Entries taken from a collection:
================

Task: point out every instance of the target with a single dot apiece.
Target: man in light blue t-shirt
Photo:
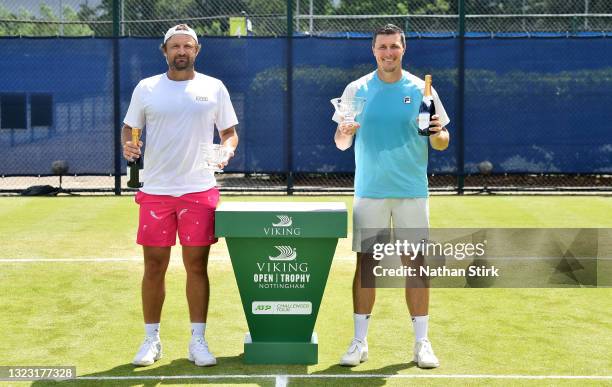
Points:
(390, 176)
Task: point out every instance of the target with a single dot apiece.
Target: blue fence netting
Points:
(532, 104)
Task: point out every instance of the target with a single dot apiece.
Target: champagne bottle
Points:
(136, 164)
(427, 108)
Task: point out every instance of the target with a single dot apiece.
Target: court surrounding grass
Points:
(87, 314)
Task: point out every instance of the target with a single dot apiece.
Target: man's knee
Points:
(155, 269)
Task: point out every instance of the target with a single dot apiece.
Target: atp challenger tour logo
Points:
(281, 307)
(283, 227)
(282, 270)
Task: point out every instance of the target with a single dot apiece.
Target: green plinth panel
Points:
(281, 254)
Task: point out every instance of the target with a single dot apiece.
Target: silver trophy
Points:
(348, 108)
(211, 155)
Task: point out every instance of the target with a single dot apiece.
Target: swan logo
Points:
(285, 253)
(283, 227)
(283, 221)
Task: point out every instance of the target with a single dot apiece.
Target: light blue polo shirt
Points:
(390, 156)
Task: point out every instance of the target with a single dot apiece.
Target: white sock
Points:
(419, 323)
(152, 330)
(198, 329)
(361, 325)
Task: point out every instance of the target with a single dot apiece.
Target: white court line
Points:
(37, 260)
(285, 378)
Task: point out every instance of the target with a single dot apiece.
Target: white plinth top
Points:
(282, 206)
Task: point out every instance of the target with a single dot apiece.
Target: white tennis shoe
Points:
(199, 353)
(150, 351)
(424, 356)
(356, 354)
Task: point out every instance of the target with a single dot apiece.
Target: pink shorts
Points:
(192, 215)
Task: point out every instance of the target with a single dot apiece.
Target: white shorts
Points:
(402, 213)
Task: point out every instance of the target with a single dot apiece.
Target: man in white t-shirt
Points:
(179, 110)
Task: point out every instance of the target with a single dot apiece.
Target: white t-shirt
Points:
(177, 116)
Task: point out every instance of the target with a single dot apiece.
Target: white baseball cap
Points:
(181, 29)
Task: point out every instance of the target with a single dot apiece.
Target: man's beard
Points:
(186, 65)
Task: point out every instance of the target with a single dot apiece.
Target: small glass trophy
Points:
(211, 155)
(348, 108)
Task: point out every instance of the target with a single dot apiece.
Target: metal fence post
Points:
(116, 97)
(289, 109)
(460, 95)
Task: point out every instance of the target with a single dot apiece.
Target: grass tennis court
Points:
(82, 306)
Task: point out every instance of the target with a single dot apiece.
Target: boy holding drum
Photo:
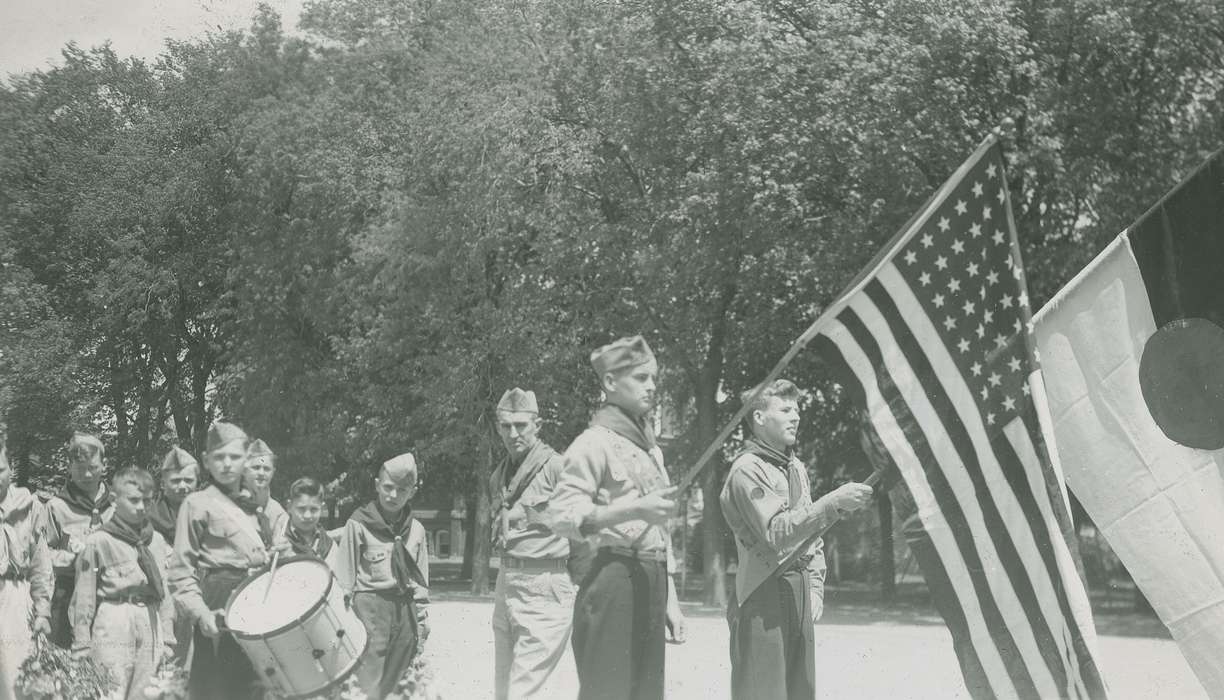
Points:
(220, 537)
(121, 612)
(384, 564)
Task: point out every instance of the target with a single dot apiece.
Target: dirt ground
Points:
(861, 652)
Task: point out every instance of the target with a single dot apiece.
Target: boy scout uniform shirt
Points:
(364, 561)
(108, 569)
(517, 526)
(602, 469)
(214, 532)
(67, 526)
(758, 492)
(23, 553)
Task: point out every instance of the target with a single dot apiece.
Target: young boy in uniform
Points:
(179, 477)
(222, 536)
(779, 595)
(616, 493)
(78, 509)
(123, 614)
(304, 534)
(384, 564)
(25, 574)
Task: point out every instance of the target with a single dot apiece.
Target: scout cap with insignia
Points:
(621, 355)
(518, 402)
(400, 468)
(222, 433)
(260, 453)
(178, 459)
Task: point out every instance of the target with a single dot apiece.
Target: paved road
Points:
(856, 659)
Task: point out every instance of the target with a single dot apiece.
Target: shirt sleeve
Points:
(574, 498)
(182, 577)
(347, 557)
(421, 553)
(85, 596)
(39, 562)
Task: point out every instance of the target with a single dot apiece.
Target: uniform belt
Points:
(134, 599)
(553, 564)
(640, 554)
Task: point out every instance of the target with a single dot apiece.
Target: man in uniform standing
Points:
(616, 492)
(766, 501)
(72, 514)
(533, 603)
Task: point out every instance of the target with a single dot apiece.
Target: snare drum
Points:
(299, 635)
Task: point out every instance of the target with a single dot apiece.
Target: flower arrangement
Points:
(53, 673)
(169, 682)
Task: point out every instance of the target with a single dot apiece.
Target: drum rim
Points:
(301, 618)
(337, 682)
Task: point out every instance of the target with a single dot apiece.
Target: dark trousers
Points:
(618, 629)
(219, 667)
(392, 629)
(61, 600)
(772, 647)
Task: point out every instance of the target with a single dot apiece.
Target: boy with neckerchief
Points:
(383, 563)
(25, 575)
(616, 493)
(72, 514)
(123, 614)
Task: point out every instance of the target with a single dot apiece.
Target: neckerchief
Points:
(615, 419)
(758, 448)
(138, 537)
(245, 499)
(164, 518)
(316, 545)
(403, 567)
(78, 499)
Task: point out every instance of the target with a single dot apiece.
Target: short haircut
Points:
(305, 486)
(83, 447)
(142, 479)
(782, 389)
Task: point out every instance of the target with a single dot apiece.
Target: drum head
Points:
(298, 586)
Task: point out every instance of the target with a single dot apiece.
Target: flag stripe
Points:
(998, 674)
(1076, 607)
(956, 493)
(1014, 543)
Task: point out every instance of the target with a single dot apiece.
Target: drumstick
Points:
(272, 575)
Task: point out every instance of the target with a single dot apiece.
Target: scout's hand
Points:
(851, 497)
(657, 506)
(675, 623)
(208, 624)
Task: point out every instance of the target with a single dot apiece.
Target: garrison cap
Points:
(258, 453)
(517, 400)
(222, 433)
(621, 354)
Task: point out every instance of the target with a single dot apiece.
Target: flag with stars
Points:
(933, 342)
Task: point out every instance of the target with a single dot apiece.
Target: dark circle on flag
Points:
(1181, 376)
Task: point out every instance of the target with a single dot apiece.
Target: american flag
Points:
(933, 342)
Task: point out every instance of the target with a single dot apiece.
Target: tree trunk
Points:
(482, 531)
(888, 561)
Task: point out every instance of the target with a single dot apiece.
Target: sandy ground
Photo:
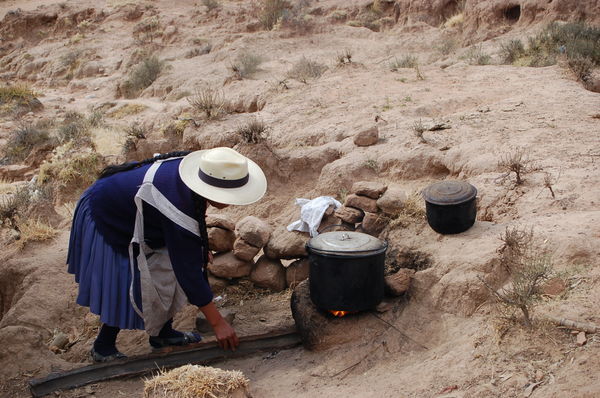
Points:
(445, 339)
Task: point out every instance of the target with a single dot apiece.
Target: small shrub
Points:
(344, 58)
(134, 133)
(142, 76)
(408, 61)
(211, 4)
(272, 11)
(529, 267)
(22, 141)
(147, 30)
(511, 51)
(210, 102)
(306, 69)
(371, 164)
(74, 128)
(73, 173)
(245, 65)
(254, 132)
(18, 99)
(418, 129)
(476, 56)
(446, 46)
(127, 110)
(12, 205)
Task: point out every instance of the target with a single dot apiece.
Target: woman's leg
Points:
(169, 336)
(106, 342)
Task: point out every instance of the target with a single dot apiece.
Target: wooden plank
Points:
(201, 353)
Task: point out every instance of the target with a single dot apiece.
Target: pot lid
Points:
(449, 192)
(345, 241)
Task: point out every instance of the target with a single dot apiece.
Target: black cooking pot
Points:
(450, 206)
(346, 270)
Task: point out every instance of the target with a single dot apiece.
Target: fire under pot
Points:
(346, 272)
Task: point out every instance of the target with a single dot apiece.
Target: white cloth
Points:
(162, 296)
(311, 213)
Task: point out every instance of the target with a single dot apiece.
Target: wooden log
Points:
(201, 353)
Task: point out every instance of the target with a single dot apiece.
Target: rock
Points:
(350, 215)
(392, 201)
(398, 283)
(296, 272)
(14, 171)
(269, 273)
(374, 223)
(367, 137)
(243, 250)
(328, 224)
(554, 287)
(362, 202)
(226, 265)
(254, 231)
(89, 69)
(220, 220)
(220, 240)
(217, 285)
(203, 326)
(60, 341)
(286, 244)
(371, 189)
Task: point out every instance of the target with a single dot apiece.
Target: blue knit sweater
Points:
(113, 209)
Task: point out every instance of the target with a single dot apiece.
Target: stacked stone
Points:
(288, 245)
(360, 209)
(236, 246)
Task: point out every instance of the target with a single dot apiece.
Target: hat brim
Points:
(252, 191)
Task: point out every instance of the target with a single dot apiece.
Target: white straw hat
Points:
(224, 176)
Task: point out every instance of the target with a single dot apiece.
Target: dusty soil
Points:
(444, 339)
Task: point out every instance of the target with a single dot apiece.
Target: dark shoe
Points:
(187, 338)
(97, 357)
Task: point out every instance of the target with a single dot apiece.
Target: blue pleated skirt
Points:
(103, 274)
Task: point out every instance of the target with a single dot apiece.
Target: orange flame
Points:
(339, 314)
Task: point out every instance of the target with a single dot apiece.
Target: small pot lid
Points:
(346, 242)
(449, 192)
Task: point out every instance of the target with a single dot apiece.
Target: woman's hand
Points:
(224, 333)
(226, 336)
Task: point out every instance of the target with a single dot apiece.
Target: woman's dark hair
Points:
(114, 169)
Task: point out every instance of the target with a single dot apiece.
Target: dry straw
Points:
(193, 381)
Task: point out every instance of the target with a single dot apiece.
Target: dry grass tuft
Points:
(254, 132)
(210, 102)
(412, 212)
(33, 231)
(408, 61)
(515, 162)
(418, 129)
(305, 70)
(272, 11)
(194, 381)
(245, 65)
(127, 110)
(23, 140)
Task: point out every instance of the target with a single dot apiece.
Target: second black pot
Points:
(450, 206)
(346, 271)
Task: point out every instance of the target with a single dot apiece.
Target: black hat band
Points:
(221, 183)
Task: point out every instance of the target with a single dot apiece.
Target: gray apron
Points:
(162, 296)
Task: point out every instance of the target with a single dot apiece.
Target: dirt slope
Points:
(446, 340)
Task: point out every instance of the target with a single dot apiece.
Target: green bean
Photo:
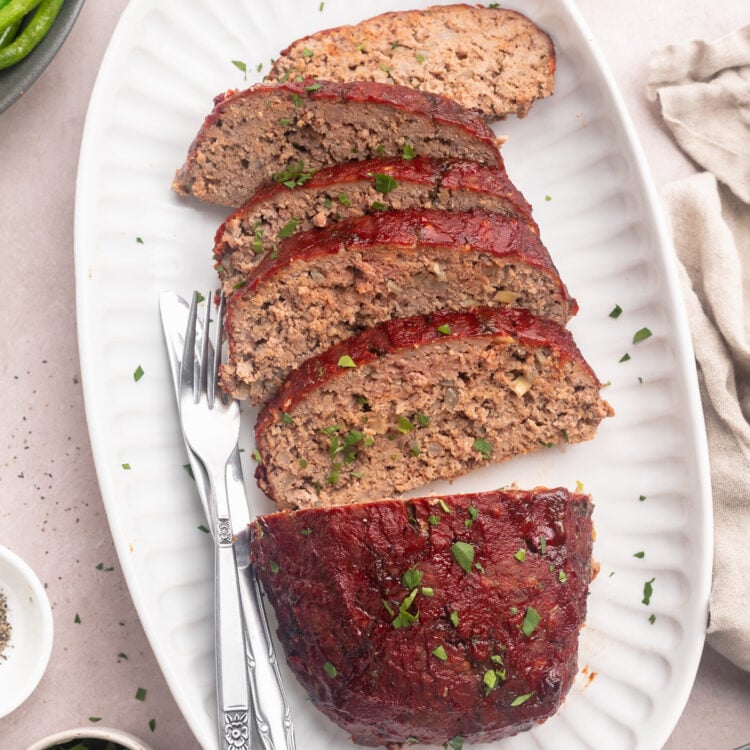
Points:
(15, 10)
(8, 34)
(39, 25)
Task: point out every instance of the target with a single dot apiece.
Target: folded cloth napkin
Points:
(703, 90)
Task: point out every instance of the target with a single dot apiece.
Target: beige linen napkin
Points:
(704, 93)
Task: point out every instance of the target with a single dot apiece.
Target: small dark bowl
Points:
(16, 80)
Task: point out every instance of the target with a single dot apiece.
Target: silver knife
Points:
(271, 712)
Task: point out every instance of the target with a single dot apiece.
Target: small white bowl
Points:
(25, 656)
(124, 739)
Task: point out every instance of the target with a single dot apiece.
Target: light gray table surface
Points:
(51, 512)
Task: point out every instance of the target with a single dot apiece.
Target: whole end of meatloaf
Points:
(423, 398)
(432, 619)
(324, 286)
(300, 200)
(255, 135)
(492, 59)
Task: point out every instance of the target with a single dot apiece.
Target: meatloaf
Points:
(300, 200)
(324, 286)
(423, 398)
(255, 135)
(492, 59)
(432, 619)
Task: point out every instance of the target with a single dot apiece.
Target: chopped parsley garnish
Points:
(241, 66)
(648, 591)
(483, 447)
(294, 175)
(288, 229)
(439, 653)
(412, 578)
(403, 425)
(641, 335)
(346, 361)
(384, 183)
(530, 621)
(463, 552)
(518, 700)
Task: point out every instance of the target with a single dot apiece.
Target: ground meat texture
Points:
(348, 190)
(469, 659)
(326, 285)
(255, 135)
(493, 59)
(429, 397)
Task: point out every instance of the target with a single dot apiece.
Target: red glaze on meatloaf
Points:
(254, 134)
(299, 200)
(423, 398)
(432, 618)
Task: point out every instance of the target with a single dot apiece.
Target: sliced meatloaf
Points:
(302, 201)
(435, 618)
(325, 285)
(493, 59)
(423, 398)
(255, 135)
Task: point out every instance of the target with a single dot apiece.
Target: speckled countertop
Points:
(51, 512)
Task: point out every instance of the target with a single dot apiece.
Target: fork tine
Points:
(213, 370)
(187, 367)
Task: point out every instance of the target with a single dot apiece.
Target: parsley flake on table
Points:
(648, 590)
(642, 335)
(463, 553)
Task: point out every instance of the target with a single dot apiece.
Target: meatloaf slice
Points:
(302, 201)
(433, 618)
(254, 135)
(326, 285)
(493, 59)
(423, 398)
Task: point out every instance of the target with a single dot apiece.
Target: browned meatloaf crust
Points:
(393, 638)
(299, 201)
(493, 59)
(326, 285)
(423, 398)
(253, 135)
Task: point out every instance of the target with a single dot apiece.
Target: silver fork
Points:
(211, 428)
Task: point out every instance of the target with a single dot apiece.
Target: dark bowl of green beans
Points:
(31, 33)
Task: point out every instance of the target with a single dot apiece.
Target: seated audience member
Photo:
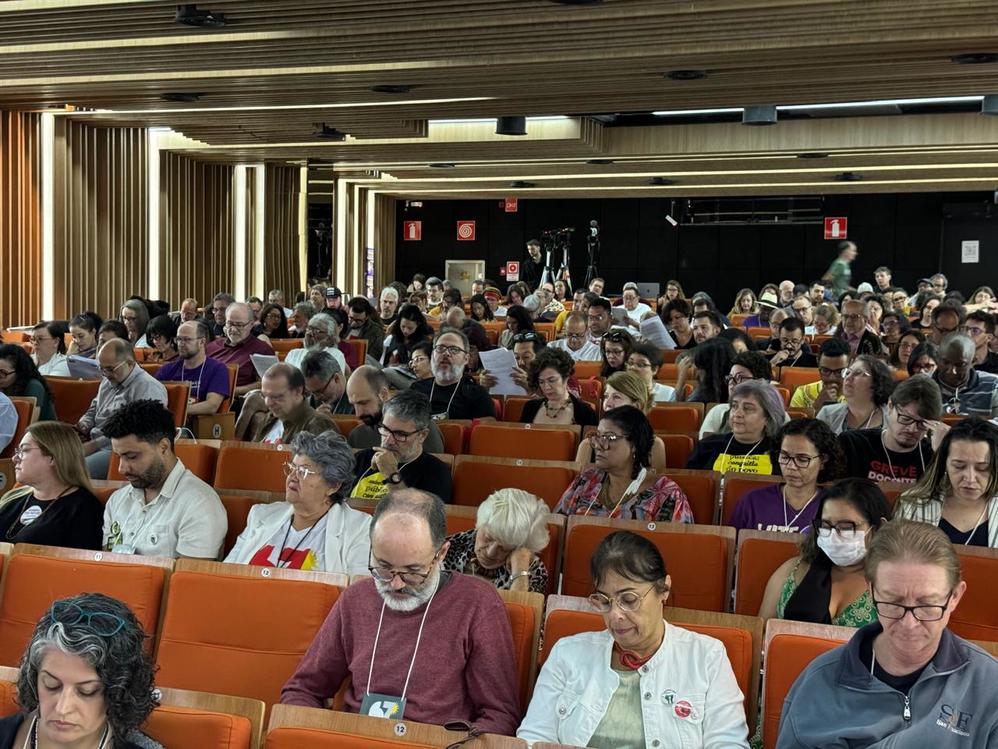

================

WHAT YOU HAVE TO DO: Among the lines above, list those that contain the word "trophy".

EXERCISE RESULT:
Target: silver trophy
Target: small glass trophy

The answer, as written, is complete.